### Task objective
Return the records in full, with every character preserved.

Stored data
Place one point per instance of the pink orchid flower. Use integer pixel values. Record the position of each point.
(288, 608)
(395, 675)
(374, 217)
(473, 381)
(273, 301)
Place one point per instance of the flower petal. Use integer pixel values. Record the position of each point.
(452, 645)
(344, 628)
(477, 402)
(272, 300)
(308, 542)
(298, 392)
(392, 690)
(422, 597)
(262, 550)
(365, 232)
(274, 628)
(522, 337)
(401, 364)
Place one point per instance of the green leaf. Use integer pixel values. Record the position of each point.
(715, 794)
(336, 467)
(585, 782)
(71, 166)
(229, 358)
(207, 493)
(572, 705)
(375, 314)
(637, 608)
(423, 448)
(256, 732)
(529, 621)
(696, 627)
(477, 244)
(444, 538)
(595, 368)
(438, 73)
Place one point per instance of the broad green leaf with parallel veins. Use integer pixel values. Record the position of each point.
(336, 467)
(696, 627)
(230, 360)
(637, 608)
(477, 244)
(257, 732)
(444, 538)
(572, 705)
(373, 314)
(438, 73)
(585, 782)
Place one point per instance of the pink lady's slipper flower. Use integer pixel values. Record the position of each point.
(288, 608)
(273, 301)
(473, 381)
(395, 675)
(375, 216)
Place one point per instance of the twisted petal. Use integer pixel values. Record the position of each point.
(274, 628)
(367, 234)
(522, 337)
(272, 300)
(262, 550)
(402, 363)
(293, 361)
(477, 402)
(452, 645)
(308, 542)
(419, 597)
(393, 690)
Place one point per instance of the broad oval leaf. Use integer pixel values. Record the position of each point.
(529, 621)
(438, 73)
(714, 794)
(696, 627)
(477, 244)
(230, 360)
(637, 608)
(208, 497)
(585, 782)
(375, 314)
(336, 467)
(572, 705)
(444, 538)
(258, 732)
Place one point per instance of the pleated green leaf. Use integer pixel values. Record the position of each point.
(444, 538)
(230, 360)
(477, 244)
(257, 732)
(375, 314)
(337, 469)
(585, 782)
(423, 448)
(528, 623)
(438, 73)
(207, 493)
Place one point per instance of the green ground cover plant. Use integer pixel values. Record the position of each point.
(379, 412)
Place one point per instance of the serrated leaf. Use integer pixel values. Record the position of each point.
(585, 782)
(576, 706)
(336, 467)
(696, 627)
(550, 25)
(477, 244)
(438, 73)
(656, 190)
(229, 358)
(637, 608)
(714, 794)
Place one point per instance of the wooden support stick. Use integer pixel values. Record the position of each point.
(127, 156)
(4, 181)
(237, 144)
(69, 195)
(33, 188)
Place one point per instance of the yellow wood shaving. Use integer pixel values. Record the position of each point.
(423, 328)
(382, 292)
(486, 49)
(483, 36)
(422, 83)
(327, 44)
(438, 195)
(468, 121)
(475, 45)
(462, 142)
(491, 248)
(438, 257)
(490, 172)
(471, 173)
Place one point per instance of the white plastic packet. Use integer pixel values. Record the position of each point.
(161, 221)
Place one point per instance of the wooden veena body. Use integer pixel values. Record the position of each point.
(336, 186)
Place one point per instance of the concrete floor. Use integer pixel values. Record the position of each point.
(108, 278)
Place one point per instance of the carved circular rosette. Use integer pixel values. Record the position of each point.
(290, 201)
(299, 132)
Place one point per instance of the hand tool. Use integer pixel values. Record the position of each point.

### Exercise output
Place one point per instance of the pink orchid flower. Use integer pixel values. Record the position of each point.
(288, 608)
(395, 675)
(374, 217)
(473, 381)
(273, 301)
Place one point per instance of the flower petal. Use integer pixel values. Record the position of each point.
(452, 645)
(344, 628)
(477, 402)
(272, 300)
(308, 542)
(298, 392)
(392, 690)
(422, 597)
(262, 550)
(365, 232)
(274, 628)
(522, 337)
(401, 364)
Place one point per instance of the green leaf. Use integer pixel values. Record the position of each point.
(715, 794)
(336, 467)
(585, 782)
(71, 166)
(229, 358)
(207, 493)
(572, 705)
(375, 314)
(637, 608)
(423, 448)
(256, 732)
(529, 621)
(696, 627)
(477, 244)
(444, 538)
(595, 368)
(438, 73)
Place one point per instance of the broad green leaf with parallel veins. Use integer pixel values. Record the position of each point.
(336, 467)
(696, 627)
(230, 360)
(637, 608)
(477, 244)
(257, 732)
(444, 538)
(572, 705)
(373, 314)
(438, 73)
(585, 782)
Place one point per instance of the pink lady's slipper flower. Use integer pixel values. Record the position of each point.
(288, 608)
(273, 301)
(473, 381)
(395, 675)
(375, 216)
Place one point per instance of the twisted petal. Use integer pixel values. Record the position of each point.
(274, 628)
(367, 234)
(522, 337)
(272, 300)
(262, 550)
(402, 363)
(293, 361)
(477, 402)
(452, 645)
(308, 542)
(419, 597)
(393, 690)
Place one point per instance of the broad oval leaf. Use integer pixel values. Record the position of each point.
(529, 621)
(438, 73)
(714, 794)
(696, 627)
(477, 244)
(230, 360)
(637, 608)
(208, 497)
(585, 782)
(375, 314)
(336, 467)
(572, 705)
(444, 538)
(258, 732)
Place one point per instance of the pleated green leaf. Use integer pixel values. Record the position of each point.
(444, 538)
(230, 360)
(477, 244)
(257, 732)
(375, 314)
(337, 469)
(585, 782)
(423, 448)
(528, 623)
(438, 73)
(207, 493)
Place one point per instance of the green ground cover plant. Use integer pixel values. Record the position of each point.
(379, 412)
Place one point per instance of the serrated leaf. Use integer pixel values. Record the position of each point.
(585, 782)
(576, 706)
(336, 467)
(696, 627)
(550, 25)
(477, 244)
(438, 73)
(656, 190)
(229, 358)
(637, 608)
(714, 794)
Place one point per instance of the wooden support stick. Use integer pixel values. Record the position of each point.
(127, 156)
(4, 181)
(237, 144)
(69, 195)
(33, 188)
Place one point per instance of the yellow wood shaving. Use integer pixel values. Record the position of each point.
(423, 328)
(382, 292)
(486, 49)
(483, 36)
(422, 83)
(327, 44)
(438, 195)
(468, 121)
(475, 45)
(462, 142)
(491, 248)
(438, 257)
(490, 172)
(471, 173)
Place one point per instance of the white plastic packet. Use integer pixel values. Record the position of each point.
(161, 221)
Place one point per instance of the wooden veena body. Use integer pixel values. Record the position of each point.
(336, 186)
Place one point per instance of the concrete floor. Use integer pixel values. Record the position of each point.
(108, 278)
Place one point per instance of the carved circular rosette. Use integer pixel values. Record the position of each point.
(290, 201)
(299, 132)
Place one point per instance of the hand tool. Use integer pixel values. Record the position of each point.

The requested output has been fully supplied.